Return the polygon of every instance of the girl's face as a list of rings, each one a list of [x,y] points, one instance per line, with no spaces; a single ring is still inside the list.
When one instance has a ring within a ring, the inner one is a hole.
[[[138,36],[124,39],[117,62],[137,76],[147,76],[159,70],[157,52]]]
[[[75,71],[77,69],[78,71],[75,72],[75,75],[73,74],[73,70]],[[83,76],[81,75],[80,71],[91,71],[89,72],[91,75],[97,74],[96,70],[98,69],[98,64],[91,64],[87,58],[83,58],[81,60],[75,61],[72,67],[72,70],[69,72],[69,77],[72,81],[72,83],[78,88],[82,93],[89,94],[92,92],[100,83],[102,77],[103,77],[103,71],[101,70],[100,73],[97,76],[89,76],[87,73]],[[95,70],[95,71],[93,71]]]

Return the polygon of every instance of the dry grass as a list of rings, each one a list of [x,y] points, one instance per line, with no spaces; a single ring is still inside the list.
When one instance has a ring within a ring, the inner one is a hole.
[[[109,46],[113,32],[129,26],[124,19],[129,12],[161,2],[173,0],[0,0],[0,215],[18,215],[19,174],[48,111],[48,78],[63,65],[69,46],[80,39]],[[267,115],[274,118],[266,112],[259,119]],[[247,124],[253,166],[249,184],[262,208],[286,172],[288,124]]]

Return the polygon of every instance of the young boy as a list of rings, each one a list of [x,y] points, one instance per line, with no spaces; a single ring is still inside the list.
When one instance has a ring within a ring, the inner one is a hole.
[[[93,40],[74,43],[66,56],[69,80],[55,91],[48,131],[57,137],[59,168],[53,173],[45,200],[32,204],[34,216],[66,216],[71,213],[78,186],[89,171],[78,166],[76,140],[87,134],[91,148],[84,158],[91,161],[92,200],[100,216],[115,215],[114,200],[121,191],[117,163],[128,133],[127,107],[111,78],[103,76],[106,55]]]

* [WORK INSTRUCTION]
Every entry shown above should be written out again without a single difference.

* [FINISHED TASK]
Return the polygon of every instance of the girl's face as a list of rings, each one a list of [x,y] points, one instance per line, with no spaces; a single ring is still inside the list.
When one instance has a ring within a ring, the inner one is a hole.
[[[138,36],[124,39],[117,62],[137,76],[147,76],[159,70],[157,52]]]
[[[75,71],[77,69],[78,71],[75,72],[75,75],[73,74],[73,70]],[[83,76],[81,75],[80,71],[91,71],[89,72],[91,75],[97,74],[96,70],[98,69],[98,64],[91,64],[87,58],[83,58],[81,60],[75,61],[72,67],[72,70],[69,72],[69,77],[72,81],[72,83],[78,88],[82,93],[89,94],[92,92],[100,83],[102,77],[103,77],[103,71],[101,70],[100,73],[97,76],[89,76],[87,73]],[[95,70],[95,71],[93,71]]]

Return the polygon of every instance of the dry grass as a list of rings, each one a list of [x,y] points, one instance per line, with no spaces; a single ring is still inside the list.
When one instance has a ring within a ring, the inner one is a hole.
[[[109,46],[113,32],[129,26],[124,19],[129,12],[161,2],[173,0],[0,0],[0,215],[18,215],[19,174],[48,111],[48,78],[63,65],[69,46],[80,39]],[[267,115],[274,118],[266,112],[259,119]],[[247,124],[253,166],[249,184],[262,208],[286,172],[288,124]]]

Return the polygon of every instance of the young boy as a list of rings, each one a list of [x,y] points, one instance per line, with no spaces; a single ring is still inside the list.
When one instance has a ring within a ring, the inner one is a hole.
[[[93,40],[74,43],[66,56],[69,80],[55,91],[48,131],[57,137],[59,168],[53,173],[45,200],[32,204],[34,216],[66,216],[71,213],[78,186],[89,171],[78,166],[76,140],[87,134],[91,148],[84,158],[91,161],[92,200],[100,216],[115,215],[114,200],[121,191],[117,163],[128,133],[127,107],[111,78],[103,76],[106,55]]]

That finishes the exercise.